### Document passage
But the FDA’s proposal fails. Miserably. Because their proposal is based on the wrong premise: that e-cigarettes should be regulated under the Tobacco Control Act.
|Let's not confuse e-cigarettes with the products that |
kill a half million Americans every year. They're different.
Since when is a sheep the same as a wolf?
E-cigarettes are NOT tobacco products. They do not contain tobacco. They’re technology products. And they should be regulated as such.
We’ve been waiting patiently since April 2011 when the FDA first announced its plans to regulate e-cigarettes. To say that their proposed regulations disappoint doesn’t even begin to touch how those of us in the industry feel.
Clearly, the FDA doesn’t understand the entire point of e-cigarettes. The reason e-cigarettes were invented was to mitigate the harm caused by cigarettes and other combustible tobacco products.
Putting them in the same category as tobacco products is like calling a sheep a wolf. One grazes and bleats. The other kills and eats.

Stored data:
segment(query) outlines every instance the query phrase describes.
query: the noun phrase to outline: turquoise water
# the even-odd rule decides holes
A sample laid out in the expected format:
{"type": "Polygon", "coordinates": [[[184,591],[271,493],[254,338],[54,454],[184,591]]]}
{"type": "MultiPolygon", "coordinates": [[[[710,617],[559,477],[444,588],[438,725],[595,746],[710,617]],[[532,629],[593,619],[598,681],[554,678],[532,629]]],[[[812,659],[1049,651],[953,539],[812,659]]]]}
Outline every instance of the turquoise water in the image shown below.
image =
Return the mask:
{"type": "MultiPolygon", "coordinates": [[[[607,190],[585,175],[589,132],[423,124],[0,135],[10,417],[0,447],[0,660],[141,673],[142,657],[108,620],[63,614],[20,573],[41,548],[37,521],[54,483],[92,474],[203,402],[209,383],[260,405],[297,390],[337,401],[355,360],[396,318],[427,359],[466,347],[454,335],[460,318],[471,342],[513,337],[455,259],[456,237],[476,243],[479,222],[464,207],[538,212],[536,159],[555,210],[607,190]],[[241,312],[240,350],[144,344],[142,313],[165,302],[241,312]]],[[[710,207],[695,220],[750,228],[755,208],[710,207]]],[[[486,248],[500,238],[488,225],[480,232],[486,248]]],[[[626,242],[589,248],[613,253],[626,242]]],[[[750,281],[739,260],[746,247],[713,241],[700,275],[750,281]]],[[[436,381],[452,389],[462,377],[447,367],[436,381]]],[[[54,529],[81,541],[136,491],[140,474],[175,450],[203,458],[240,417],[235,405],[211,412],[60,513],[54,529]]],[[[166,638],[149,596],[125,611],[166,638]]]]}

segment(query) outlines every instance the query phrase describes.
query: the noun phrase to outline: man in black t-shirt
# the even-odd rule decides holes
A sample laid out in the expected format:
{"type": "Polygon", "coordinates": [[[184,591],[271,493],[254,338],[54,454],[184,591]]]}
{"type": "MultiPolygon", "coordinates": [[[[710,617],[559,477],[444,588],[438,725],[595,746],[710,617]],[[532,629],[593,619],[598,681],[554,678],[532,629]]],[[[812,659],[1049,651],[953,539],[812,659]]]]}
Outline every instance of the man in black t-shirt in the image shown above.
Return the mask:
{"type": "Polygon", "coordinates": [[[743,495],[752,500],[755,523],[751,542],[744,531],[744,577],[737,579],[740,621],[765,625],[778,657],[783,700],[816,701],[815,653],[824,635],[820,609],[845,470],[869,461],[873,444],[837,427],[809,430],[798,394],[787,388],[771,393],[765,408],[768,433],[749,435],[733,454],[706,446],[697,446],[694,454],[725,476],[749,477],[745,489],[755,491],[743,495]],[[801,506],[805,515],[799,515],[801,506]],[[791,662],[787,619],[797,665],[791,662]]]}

### To do
From the piece on e-cigarette regulation, reproduce word for word the stretch from "E-cigarettes are NOT" through "combustible tobacco products.".

### Reply to the task
E-cigarettes are NOT tobacco products. They do not contain tobacco. They’re technology products. And they should be regulated as such.
We’ve been waiting patiently since April 2011 when the FDA first announced its plans to regulate e-cigarettes. To say that their proposed regulations disappoint doesn’t even begin to touch how those of us in the industry feel.
Clearly, the FDA doesn’t understand the entire point of e-cigarettes. The reason e-cigarettes were invented was to mitigate the harm caused by cigarettes and other combustible tobacco products.